What is expected: In the text on India's rejection of China's trade proposal, reproduce the passage that starts with the words "Ahead of Wen’s" and stops after "billion in 2012.".

India has turned down China’s proposal to launch negotiations for a regional trade agreement citing the widening imbalance in bilateral commerce over the past few years despite a promise by former Chinese premier Wen Jiabao to address the issue.
Ahead of Wen’s successor Li Keqiang’s first visit to India, New Delhi made it clear to Beijing that it was not willing to start negotiations for a regional trade arrangement unless the latter took some serious measures to address its concerns over widening trade imbalance. Though the recent border standoff at Depsang valley in Ladakh cast a shadow on the bilateral ties, China is keen to focus on its trade and economic relations with India during Li’s three-day visit to New Delhi and Mumbai commencing Sunday.
India-China bilateral trade grew from $61.74 billion in 2010 to $73.9 billion in 2011, but then declined to $66.57 billion in 2012.
India’s trade deficit with China, however, continued to grow steadily from $20.02 in 2010 to $27.08 in 2011 and $28.93 in 2012.

Natural-language descriptions of regions
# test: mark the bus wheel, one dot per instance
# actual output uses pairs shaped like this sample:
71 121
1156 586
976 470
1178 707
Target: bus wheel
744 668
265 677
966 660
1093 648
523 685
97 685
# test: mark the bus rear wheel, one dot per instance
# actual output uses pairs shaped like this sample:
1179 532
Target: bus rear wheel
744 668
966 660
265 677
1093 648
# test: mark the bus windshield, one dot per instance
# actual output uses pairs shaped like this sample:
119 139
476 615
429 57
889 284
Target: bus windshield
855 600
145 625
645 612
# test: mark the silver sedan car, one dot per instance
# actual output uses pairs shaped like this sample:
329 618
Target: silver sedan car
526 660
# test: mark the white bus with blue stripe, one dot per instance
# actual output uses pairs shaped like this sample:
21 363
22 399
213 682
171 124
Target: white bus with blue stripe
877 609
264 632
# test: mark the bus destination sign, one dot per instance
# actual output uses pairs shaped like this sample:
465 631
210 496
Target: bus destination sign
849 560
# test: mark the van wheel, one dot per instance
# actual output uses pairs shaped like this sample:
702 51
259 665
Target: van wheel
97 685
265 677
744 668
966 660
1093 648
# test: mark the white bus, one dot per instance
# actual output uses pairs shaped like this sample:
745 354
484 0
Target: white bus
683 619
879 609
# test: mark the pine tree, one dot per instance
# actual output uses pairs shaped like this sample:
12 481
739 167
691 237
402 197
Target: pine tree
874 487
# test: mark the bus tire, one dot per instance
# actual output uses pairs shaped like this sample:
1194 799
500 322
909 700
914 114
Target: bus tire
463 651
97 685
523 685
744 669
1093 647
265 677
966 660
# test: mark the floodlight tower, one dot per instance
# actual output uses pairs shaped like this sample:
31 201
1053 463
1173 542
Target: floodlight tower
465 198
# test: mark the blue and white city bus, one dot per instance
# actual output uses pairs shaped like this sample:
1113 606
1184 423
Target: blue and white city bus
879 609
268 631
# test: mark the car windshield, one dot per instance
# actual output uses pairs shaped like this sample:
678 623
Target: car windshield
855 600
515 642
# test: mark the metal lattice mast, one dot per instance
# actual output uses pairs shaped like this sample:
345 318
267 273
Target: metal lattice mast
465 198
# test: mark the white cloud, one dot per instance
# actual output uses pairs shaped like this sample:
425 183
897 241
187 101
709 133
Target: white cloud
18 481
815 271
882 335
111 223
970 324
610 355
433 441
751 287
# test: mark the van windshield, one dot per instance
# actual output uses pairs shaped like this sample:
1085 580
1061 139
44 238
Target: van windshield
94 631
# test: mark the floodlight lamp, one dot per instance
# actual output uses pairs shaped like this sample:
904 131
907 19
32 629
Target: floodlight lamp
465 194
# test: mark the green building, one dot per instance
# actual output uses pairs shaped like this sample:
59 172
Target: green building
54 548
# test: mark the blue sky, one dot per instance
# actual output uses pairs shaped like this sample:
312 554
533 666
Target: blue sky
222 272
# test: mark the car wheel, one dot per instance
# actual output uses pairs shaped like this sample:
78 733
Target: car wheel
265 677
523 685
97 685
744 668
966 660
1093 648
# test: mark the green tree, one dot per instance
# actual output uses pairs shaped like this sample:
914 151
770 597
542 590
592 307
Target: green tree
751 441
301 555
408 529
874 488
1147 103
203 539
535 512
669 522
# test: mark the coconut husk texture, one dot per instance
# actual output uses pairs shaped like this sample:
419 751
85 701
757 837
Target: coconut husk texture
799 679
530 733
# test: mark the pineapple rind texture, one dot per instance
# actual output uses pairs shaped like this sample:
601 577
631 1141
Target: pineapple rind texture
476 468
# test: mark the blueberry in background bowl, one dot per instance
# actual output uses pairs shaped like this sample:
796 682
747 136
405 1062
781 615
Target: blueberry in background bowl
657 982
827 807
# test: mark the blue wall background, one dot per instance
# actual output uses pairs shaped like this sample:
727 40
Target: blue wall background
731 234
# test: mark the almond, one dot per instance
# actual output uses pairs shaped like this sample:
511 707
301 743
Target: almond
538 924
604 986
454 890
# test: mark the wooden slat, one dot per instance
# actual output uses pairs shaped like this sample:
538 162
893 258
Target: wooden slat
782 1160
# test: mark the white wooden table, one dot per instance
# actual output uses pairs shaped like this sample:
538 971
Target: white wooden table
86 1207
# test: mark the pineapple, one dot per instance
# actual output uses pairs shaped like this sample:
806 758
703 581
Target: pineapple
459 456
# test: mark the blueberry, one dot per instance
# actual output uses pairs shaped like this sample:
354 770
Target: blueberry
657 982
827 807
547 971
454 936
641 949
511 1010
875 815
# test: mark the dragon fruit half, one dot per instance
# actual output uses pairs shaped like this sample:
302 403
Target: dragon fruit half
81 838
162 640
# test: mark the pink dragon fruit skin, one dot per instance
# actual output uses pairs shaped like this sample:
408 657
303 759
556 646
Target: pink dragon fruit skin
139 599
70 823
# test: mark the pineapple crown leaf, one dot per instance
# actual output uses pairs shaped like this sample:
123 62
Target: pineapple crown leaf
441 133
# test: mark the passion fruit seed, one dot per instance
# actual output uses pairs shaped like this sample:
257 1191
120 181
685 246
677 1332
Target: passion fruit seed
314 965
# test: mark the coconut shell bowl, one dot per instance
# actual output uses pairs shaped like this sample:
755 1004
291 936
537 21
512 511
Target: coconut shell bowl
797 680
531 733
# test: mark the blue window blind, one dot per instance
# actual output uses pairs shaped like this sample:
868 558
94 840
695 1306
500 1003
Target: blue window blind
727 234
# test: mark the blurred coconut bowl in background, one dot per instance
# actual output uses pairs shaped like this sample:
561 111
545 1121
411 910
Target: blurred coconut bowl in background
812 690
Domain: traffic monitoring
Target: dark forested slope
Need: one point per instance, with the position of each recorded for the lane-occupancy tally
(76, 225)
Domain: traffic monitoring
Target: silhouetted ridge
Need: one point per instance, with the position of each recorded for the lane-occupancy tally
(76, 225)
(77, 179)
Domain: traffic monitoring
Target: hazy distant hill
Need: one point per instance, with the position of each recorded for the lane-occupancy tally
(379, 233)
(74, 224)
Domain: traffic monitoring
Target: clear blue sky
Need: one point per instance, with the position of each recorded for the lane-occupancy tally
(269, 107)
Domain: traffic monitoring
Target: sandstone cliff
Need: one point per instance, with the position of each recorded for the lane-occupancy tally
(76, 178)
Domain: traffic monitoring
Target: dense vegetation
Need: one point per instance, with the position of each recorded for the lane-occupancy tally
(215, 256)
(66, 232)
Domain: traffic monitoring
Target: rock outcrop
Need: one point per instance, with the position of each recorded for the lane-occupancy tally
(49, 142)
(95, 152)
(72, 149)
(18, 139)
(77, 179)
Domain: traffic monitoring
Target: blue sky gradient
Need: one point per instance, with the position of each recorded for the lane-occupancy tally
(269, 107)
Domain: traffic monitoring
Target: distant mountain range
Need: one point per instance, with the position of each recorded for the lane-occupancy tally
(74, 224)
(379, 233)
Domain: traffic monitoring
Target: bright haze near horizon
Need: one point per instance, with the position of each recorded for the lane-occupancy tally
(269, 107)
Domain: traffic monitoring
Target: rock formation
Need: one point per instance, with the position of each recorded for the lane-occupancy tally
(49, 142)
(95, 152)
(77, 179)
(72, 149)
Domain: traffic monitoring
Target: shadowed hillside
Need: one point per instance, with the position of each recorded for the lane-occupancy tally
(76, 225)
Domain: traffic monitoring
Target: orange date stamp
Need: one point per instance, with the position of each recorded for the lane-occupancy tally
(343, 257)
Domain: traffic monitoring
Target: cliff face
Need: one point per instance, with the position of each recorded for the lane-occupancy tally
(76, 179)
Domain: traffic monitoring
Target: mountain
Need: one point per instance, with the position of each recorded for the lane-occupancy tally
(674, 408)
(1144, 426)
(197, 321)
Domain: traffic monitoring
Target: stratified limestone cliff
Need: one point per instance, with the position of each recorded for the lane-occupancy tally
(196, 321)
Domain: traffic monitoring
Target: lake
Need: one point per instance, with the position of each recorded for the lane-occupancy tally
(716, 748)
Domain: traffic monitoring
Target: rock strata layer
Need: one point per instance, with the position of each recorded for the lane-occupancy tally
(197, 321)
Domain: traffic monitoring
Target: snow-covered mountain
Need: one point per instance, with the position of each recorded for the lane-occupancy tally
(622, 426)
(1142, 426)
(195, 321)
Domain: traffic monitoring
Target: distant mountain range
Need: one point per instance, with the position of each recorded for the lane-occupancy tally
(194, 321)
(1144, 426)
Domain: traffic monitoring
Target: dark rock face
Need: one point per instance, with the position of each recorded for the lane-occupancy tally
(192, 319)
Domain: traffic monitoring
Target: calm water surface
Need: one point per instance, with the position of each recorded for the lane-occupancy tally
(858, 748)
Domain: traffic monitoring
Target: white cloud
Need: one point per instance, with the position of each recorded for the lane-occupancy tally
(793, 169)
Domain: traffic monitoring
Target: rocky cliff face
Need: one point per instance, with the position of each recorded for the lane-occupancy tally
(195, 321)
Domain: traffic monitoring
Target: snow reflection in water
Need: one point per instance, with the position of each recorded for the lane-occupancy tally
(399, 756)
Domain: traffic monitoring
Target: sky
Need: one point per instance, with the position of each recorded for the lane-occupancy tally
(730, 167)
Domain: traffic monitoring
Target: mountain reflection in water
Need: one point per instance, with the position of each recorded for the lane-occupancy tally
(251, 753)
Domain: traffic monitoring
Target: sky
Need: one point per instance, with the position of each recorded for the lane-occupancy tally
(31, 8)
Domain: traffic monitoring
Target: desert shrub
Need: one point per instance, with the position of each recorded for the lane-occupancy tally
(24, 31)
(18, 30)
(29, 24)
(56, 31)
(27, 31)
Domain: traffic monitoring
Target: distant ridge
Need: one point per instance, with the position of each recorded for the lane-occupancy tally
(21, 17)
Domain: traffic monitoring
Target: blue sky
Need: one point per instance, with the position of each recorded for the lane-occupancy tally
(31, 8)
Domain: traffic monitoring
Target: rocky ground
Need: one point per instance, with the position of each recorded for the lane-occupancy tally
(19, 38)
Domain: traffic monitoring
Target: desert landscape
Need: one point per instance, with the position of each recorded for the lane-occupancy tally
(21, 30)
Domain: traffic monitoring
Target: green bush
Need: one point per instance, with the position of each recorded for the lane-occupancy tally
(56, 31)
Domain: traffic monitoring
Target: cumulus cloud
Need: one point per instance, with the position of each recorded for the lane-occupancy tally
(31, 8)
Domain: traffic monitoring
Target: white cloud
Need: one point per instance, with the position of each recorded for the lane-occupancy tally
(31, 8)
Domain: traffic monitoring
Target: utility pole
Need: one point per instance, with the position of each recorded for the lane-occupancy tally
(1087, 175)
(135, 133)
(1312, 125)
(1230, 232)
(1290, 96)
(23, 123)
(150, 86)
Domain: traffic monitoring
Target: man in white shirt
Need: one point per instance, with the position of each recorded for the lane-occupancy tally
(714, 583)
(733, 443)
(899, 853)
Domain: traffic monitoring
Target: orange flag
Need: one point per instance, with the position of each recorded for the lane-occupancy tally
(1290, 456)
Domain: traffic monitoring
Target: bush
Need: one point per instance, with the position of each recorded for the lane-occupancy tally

Result of the task:
Ahead of Wen’s successor Li Keqiang’s first visit to India, New Delhi made it clear to Beijing that it was not willing to start negotiations for a regional trade arrangement unless the latter took some serious measures to address its concerns over widening trade imbalance. Though the recent border standoff at Depsang valley in Ladakh cast a shadow on the bilateral ties, China is keen to focus on its trade and economic relations with India during Li’s three-day visit to New Delhi and Mumbai commencing Sunday.
India-China bilateral trade grew from $61.74 billion in 2010 to $73.9 billion in 2011, but then declined to $66.57 billion in 2012.